**課題:**
次の1.〜3.が本文の内容と合うかを、それぞれ「はい」か「いいえ」で答え、決め手となる本文の語句をそのまま引用せよ。
1. 勧奨退職する2名の看護師は勤続35年になる。
2. 亡くなった肺癌の男性には、今週初めから毎日鎮静が使われた。
3. 霊安室前のドアを開けると雨が降っていた。

**本文:**
12月いっぱいで退職する看護師さんたちが病院中を回って挨拶していた。2名は勧奨退職で定年まで約5年を残してやめる。勤続35年になるそうだ。辞めるといっても何もしないわけではなく、1名は施設に勤務(フルタイムではないらしい)で、1名は当院の外来の手伝いに週2回くらい来るという。内科の外来部門は外来に出ている医師数の割に看護師数が少なく、取り合いになる。他科の外来部門よりも内科系は忙しいので、看護師数がもっと増えてもいいはずだが、均等に配置している。1名はほぼ定年退職で、もう1名は当地域の基幹病院にできる緩和ケア病棟に移ることになった。今日これから内科外来の看護師さんたちの忘年会+送別会がある。
肺癌の40歳代男性が亡くなった。最期はオピオイド+鎮痛補助薬+NSAIDでコントロールできなくなり、今週初めから鎮静(ドルミカム)を開始しようとした。患者さん本人が嫌がり、奥さんには少し前から鎮静を行う可能性を伝えていたが、やはり嫌がった。結局最期の2日だけ使用した。朝奥さんだけが付き添っている時に心肺停止した。病室で号泣して、患者さんに呼びかける奥さんを見て、他の家族が病院に来るのを待つことにした。娘さんと患者さんの母親が到着した。母親は今姉が来るので、待ってほしいという。姉の到着を待って、母親に確認するとうなずいた。死亡宣告して、しばらく家族で付き添っていてもらって、落ち着いたところで看護師さんに声をかけてもらうことにした。
救急外来を診たり、他の病棟の患者さんを診たりして医局も戻ると、病棟看護師長から、今葬儀社の方が来て帰るところだと電話がきた。霊安室前のドアを開けると少し雪が降っていた。若い癌終末期の患者さんは久しぶりで、病棟の看護師さんたちにとっても特別な患者さんだったようだ。この患者さんのような若い人は、専門の緩和ケア病棟のあるところに紹介したいものだと思った。自宅から遠い大学病院の緩和ケア病棟やがんセンターのホスピスには行きたくない、ぎりぎりまで自宅で過ごしたいという希望があると、市内の患者さんは当院で引き受けるしかないというのが現状だ。

**データ欄:**
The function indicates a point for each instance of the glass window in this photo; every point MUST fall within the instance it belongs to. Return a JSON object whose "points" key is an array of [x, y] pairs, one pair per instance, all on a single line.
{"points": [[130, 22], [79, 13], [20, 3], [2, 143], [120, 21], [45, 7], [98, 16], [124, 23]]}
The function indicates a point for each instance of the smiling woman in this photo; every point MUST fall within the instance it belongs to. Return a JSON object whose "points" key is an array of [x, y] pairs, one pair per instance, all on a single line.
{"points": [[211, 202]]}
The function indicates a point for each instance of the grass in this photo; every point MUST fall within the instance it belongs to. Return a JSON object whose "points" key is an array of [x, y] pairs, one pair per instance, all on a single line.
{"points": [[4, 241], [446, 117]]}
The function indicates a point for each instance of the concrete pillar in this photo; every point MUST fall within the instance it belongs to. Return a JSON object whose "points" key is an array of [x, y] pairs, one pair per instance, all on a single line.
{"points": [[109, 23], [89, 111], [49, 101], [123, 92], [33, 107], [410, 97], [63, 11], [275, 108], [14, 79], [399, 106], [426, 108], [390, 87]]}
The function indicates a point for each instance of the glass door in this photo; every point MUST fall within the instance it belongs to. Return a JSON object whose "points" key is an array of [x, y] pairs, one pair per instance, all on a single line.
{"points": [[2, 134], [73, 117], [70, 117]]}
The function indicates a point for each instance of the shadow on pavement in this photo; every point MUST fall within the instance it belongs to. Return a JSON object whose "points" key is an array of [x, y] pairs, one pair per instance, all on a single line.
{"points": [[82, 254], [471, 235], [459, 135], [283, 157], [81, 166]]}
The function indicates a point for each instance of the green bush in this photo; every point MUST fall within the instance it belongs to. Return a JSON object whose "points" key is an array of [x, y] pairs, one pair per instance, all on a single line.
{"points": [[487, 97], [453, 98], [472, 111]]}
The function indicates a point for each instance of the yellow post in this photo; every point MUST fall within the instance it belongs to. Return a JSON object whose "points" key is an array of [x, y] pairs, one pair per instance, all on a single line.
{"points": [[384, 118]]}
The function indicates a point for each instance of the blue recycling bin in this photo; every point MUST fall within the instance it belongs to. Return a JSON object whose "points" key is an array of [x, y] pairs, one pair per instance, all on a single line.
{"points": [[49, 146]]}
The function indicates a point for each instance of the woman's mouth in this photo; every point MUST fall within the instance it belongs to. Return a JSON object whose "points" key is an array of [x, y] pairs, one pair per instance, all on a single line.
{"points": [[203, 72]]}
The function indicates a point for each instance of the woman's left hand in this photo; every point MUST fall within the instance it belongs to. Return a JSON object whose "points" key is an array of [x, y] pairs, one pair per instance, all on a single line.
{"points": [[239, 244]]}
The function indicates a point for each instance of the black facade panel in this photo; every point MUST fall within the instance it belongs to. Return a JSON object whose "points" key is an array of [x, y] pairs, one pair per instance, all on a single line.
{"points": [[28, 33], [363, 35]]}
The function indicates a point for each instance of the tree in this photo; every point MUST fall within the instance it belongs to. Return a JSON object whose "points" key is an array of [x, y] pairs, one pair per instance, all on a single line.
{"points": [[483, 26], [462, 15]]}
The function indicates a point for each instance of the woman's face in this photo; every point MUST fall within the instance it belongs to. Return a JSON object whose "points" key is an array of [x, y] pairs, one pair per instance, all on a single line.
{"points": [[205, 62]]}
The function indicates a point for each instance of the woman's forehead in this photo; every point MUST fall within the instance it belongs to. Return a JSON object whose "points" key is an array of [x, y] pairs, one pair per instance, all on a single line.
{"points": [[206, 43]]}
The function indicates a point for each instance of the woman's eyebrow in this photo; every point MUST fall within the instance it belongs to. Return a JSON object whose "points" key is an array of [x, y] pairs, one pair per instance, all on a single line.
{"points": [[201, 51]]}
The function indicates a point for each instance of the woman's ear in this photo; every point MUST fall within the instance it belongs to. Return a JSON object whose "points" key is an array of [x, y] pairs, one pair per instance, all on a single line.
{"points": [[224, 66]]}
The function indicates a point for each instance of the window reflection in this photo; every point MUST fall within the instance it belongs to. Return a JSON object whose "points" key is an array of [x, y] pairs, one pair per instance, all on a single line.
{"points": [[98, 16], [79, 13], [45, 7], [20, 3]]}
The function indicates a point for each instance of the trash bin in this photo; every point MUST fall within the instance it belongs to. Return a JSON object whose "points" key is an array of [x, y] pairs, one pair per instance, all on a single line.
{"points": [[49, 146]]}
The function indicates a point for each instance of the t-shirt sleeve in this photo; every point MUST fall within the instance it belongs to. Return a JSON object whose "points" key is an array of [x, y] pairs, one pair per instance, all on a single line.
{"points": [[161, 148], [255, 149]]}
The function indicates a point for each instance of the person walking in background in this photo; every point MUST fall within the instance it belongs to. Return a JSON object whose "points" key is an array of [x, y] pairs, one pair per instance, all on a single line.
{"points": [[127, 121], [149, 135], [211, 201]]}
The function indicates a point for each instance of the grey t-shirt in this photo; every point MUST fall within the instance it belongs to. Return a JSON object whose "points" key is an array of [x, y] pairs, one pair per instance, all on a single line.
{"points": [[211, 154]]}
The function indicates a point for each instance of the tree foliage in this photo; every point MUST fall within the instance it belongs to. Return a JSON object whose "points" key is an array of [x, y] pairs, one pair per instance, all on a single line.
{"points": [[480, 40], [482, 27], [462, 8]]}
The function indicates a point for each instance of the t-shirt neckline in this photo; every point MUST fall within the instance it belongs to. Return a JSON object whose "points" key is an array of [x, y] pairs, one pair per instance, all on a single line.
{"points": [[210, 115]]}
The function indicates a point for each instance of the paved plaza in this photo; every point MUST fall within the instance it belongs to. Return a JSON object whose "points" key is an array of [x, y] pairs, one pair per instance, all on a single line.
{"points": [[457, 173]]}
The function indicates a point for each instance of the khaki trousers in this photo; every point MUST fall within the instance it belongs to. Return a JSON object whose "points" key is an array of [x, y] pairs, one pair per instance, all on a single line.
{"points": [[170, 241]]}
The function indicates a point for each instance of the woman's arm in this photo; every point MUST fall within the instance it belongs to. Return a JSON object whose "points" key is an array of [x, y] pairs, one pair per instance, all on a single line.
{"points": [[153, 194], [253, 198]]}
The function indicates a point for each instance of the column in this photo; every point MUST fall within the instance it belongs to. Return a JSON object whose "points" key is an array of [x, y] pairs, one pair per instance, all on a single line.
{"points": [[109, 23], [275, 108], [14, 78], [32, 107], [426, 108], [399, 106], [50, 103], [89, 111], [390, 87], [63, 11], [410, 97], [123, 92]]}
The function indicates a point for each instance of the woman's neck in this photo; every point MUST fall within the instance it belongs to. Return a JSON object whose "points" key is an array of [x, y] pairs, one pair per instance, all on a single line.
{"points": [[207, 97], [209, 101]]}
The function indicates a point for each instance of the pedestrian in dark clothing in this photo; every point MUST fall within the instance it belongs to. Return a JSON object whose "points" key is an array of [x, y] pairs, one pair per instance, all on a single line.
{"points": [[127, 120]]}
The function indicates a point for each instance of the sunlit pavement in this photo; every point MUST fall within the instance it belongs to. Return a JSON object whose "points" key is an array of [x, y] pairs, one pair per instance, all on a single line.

**解答:**
1. はい。「勤続35年になるそうだ」
2. いいえ。「結局最期の2日だけ使用した」
3. いいえ。「少し雪が降っていた」